[Start of SOURCE MATERIAL]

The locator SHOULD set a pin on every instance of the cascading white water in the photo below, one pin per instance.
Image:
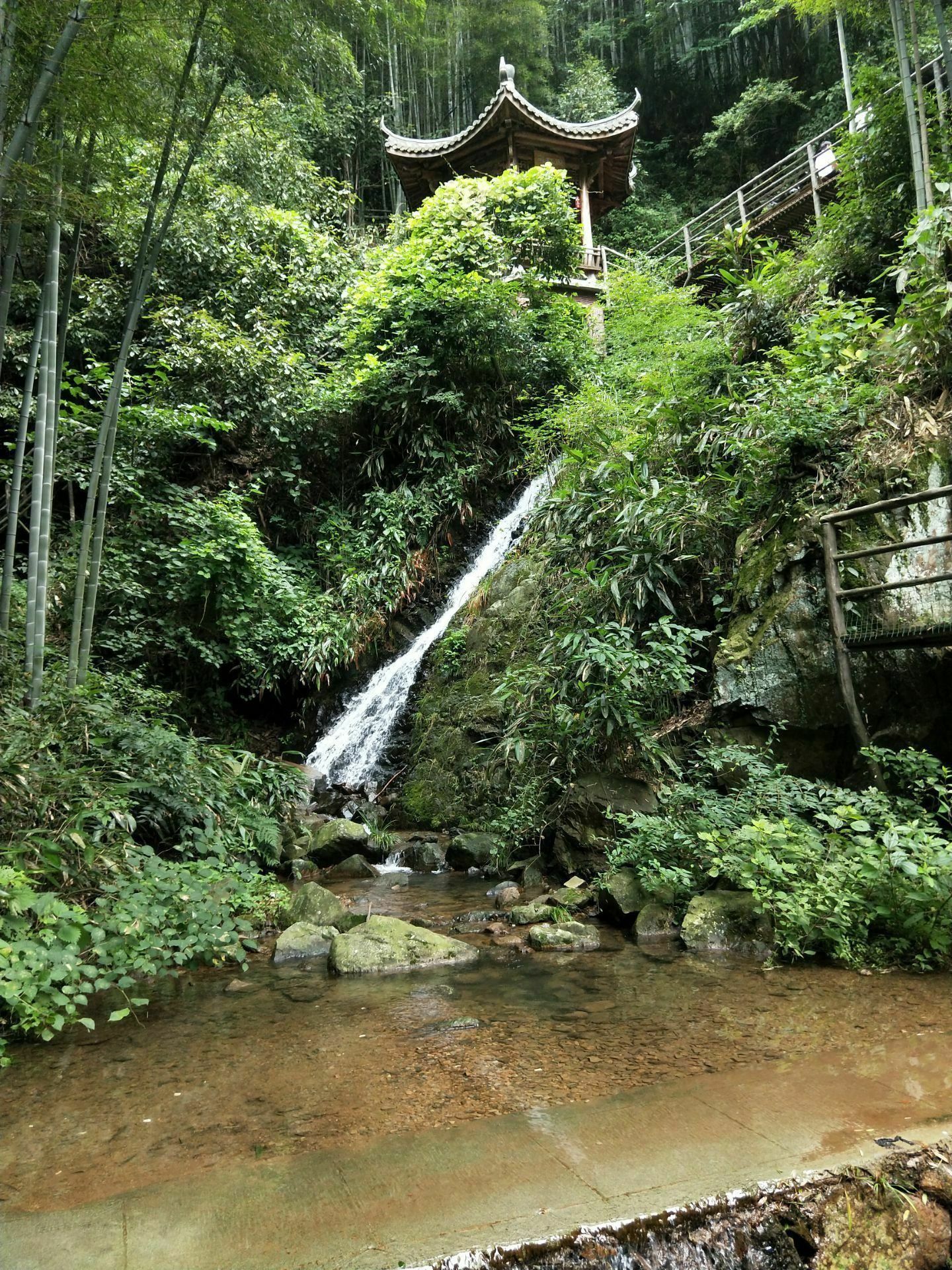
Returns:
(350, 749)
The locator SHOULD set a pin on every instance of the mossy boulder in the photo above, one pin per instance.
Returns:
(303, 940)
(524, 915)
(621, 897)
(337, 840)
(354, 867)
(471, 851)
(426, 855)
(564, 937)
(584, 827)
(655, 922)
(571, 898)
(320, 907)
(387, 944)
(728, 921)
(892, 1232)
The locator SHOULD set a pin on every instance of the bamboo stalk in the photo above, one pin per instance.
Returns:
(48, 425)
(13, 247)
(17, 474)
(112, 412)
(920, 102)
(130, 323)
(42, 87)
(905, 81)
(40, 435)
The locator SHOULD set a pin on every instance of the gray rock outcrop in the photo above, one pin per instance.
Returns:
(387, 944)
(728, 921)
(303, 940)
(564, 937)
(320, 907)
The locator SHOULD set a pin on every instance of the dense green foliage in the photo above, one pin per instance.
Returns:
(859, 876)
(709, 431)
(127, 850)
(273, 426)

[End of SOURCE MATERIAL]
[Start of SOURCE MATERIAL]

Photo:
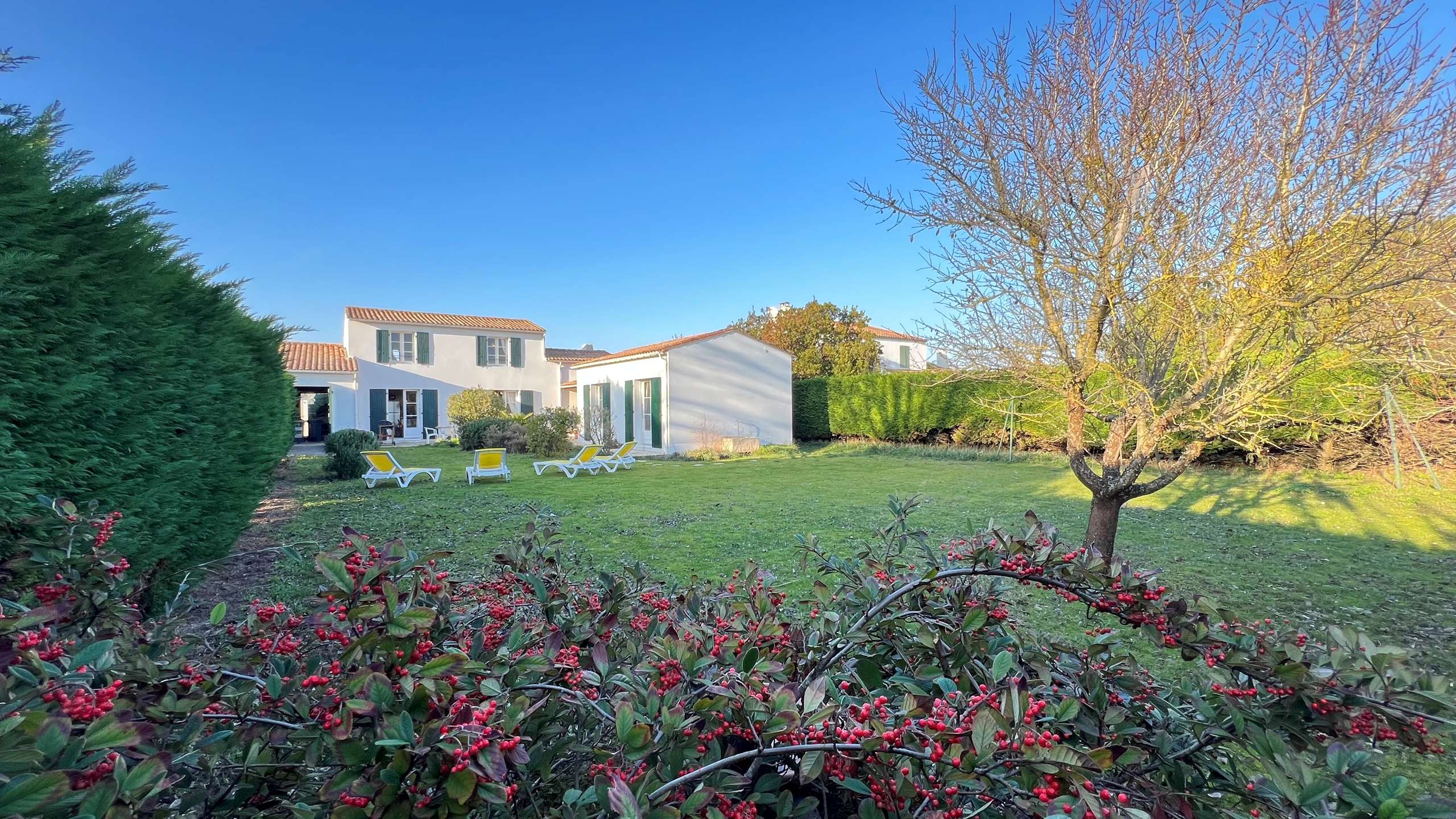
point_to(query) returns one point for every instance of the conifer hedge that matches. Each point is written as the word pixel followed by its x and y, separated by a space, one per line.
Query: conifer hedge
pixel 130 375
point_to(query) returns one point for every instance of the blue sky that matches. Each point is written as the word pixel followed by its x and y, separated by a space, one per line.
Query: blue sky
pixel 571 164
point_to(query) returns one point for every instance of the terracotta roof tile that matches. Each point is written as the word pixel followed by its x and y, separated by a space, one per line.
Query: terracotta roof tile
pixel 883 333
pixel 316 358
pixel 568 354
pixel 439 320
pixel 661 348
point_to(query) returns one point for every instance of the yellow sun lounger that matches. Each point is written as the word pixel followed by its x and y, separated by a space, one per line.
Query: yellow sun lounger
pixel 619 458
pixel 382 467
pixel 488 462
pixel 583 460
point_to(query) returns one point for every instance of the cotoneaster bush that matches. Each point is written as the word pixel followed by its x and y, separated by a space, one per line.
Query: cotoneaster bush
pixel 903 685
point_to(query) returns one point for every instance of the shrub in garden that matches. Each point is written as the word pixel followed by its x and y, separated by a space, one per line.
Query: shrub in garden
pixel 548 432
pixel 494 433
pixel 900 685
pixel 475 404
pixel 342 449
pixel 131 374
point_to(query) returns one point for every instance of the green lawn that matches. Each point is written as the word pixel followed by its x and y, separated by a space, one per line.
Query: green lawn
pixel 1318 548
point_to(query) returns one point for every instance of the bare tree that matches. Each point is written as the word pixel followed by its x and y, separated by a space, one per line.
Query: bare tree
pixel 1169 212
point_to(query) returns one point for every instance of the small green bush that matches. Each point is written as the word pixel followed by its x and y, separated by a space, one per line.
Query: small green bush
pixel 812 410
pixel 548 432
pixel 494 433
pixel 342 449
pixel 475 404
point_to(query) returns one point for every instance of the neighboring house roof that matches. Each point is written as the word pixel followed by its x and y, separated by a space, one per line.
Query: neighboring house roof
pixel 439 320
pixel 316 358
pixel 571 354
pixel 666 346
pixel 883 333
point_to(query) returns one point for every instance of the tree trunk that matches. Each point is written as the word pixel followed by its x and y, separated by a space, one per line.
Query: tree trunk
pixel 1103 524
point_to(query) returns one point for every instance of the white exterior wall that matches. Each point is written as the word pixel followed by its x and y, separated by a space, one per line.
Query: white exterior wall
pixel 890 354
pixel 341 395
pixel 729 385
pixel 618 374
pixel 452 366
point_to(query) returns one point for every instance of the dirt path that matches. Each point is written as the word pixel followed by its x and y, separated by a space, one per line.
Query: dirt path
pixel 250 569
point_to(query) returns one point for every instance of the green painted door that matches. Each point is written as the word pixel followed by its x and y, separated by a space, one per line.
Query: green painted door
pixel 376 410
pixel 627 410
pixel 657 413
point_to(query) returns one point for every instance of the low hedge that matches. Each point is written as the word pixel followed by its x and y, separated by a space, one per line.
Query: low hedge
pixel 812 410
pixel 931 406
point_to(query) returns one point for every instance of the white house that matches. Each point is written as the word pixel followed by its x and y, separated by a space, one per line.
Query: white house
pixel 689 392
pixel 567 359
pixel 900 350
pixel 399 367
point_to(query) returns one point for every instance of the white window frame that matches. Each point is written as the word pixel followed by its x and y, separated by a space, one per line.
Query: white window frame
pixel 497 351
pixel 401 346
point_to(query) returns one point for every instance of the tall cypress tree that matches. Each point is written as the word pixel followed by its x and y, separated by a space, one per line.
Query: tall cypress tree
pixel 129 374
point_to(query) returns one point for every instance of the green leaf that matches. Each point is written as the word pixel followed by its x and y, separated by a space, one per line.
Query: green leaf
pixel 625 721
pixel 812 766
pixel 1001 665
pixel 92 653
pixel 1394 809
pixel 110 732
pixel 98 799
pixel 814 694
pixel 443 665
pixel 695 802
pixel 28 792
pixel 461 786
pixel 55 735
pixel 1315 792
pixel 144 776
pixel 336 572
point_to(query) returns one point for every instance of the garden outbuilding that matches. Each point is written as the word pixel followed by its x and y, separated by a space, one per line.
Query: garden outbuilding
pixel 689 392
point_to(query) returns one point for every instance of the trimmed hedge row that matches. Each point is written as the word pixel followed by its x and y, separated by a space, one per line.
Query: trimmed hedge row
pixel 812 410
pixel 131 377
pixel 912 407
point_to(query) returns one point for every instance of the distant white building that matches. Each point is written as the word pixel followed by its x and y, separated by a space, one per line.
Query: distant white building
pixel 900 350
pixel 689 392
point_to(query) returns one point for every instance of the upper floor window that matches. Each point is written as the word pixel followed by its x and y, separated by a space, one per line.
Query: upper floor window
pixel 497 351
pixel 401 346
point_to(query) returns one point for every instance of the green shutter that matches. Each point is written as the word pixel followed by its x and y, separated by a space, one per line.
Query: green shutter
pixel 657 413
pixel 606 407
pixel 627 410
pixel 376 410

[End of SOURCE MATERIAL]
[Start of SOURCE MATERIAL]

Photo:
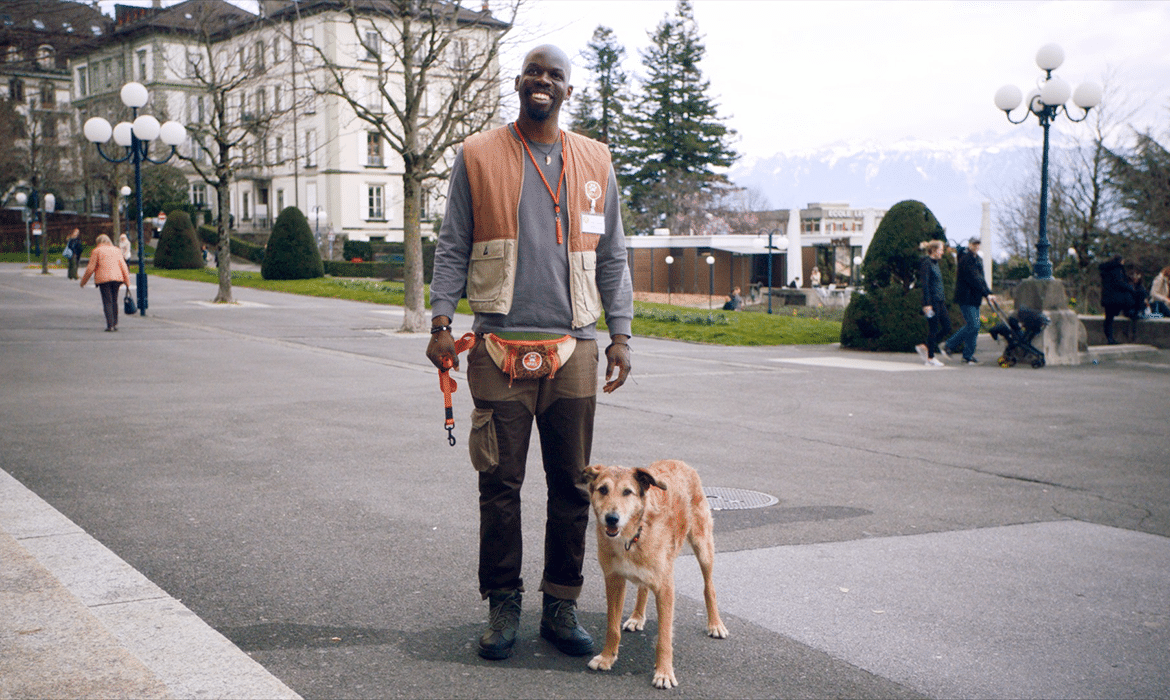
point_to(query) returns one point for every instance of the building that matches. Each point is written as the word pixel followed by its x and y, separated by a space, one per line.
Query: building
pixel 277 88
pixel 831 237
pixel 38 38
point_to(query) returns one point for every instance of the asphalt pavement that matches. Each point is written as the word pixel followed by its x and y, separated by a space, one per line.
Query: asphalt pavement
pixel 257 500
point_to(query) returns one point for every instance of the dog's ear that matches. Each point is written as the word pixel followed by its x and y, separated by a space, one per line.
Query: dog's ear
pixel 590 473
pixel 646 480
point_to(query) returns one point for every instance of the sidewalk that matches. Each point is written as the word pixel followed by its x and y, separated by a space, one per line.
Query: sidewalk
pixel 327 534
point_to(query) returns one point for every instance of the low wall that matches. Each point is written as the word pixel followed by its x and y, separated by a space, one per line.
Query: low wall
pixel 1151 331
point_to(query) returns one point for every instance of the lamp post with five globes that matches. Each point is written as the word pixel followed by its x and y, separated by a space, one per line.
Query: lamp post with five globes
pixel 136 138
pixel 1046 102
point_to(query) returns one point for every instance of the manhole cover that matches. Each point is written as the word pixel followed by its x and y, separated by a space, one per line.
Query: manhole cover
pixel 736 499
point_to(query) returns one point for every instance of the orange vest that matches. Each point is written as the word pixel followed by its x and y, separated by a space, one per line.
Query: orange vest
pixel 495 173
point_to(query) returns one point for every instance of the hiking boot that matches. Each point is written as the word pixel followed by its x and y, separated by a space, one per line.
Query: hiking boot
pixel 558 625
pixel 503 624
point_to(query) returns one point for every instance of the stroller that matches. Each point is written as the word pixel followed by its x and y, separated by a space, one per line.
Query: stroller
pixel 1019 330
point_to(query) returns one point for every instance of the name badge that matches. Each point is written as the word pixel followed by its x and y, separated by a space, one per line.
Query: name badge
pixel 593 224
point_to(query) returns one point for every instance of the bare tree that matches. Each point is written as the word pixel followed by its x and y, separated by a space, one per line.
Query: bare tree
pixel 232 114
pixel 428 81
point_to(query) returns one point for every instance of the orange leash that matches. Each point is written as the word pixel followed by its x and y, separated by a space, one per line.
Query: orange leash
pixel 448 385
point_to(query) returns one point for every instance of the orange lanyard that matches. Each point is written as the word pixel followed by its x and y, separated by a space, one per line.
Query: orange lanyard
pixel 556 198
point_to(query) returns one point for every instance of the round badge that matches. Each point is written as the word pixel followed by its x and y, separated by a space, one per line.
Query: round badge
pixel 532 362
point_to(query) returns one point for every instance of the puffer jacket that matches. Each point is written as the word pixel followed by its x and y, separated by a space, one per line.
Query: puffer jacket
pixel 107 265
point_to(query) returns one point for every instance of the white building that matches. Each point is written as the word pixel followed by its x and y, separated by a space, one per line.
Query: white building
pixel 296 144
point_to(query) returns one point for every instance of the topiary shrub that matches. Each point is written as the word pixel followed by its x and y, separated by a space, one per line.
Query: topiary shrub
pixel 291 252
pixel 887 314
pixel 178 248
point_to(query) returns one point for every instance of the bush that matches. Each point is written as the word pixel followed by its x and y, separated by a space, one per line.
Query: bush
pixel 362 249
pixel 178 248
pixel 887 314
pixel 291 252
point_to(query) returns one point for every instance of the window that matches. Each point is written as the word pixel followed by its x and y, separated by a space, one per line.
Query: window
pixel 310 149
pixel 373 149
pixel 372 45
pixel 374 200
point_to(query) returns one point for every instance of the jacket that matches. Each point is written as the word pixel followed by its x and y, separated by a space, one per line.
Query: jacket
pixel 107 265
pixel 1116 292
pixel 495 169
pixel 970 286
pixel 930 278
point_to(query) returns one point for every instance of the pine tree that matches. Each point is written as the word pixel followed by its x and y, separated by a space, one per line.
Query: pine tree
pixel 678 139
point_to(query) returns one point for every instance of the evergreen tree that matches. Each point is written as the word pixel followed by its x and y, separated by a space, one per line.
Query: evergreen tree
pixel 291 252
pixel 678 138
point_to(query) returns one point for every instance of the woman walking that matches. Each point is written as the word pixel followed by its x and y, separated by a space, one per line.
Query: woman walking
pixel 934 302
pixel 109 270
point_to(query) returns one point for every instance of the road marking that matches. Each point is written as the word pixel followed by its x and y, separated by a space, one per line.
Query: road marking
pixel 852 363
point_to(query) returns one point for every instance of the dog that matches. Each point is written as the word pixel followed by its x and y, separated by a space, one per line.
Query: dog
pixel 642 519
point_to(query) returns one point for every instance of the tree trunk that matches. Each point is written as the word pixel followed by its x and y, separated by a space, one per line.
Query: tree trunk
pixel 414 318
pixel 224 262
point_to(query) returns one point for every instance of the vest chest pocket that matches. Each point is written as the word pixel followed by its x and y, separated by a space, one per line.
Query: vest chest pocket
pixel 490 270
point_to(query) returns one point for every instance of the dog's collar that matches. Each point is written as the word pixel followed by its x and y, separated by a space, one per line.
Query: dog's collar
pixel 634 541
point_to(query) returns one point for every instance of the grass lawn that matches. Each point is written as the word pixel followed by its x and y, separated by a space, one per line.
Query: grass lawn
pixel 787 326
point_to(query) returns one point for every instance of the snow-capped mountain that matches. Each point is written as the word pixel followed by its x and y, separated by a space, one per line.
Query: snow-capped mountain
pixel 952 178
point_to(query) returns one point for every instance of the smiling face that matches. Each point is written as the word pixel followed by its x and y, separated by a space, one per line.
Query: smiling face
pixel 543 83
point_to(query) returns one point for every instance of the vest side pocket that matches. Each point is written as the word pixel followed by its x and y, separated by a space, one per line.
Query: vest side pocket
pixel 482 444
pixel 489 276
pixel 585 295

[End of SOURCE MATERIAL]

WRITTEN EXERCISE:
Reproduce the lines from the one containing "of the sidewalk" up to and including the one containing "pixel 448 385", swapping "instance" for "occurrence" and leaving everything else unchanged. Return only those lines.

EXERCISE SOLUTION:
point_to(query) returns one point for every occurrence of the sidewalk that matches. Each point is written as the word pixel followed by its x and y, separated by a space, one per line.
Query: sidewalk
pixel 327 534
point_to(query) returns one point for every occurrence of the low wall that matches. Each point is written as the word pixel followed by its x and y, separated by a space, one per line.
Query: low wall
pixel 1151 331
point_to(query) returns one point for every occurrence of the lamp post with five globes that matches. Each point is written as the word pixel followed by its x and y, separated by a space, one per line.
Query: lamp post with five globes
pixel 136 138
pixel 1046 102
point_to(query) returns one point for every occurrence of the manhole cover that matches. Each point is written as the word pixel followed by its x and y, separated by a space, one per line.
Query: manhole cover
pixel 736 499
point_to(query) returns one point for every occurrence of the orange vest that matches. Each point is written as the word pixel followed by its x and y, separated by a space, one per line.
Query: orange vest
pixel 495 173
point_to(query) returns one point for every occurrence of the hiking boot that matches. Each point is written as the word pixel followed by its x and y, separated by a space, one per line.
Query: hiking boot
pixel 558 625
pixel 503 624
point_to(query) returns one point for every occurrence of the stroller that matches. Each point is written as the word pixel followed by its x and y, separated by a space, one per line.
Query: stroller
pixel 1019 330
point_to(query) returns one point for every occurrence of the name badge that matches. Each point is written as the word pixel followed by its x and y, separated by a space, one per line.
Query: name badge
pixel 593 224
point_to(query) returns one point for every occurrence of the bare tree that matches. Each point is written as the word pixel followed by its x and y, separated by a space, one per line.
Query: bare tree
pixel 232 114
pixel 428 81
point_to(query) returns one point for every occurrence of the orange leash that matches. Each point is written as the word pixel followed by its x and y, separated by a space, one per line.
Query: orange leash
pixel 448 385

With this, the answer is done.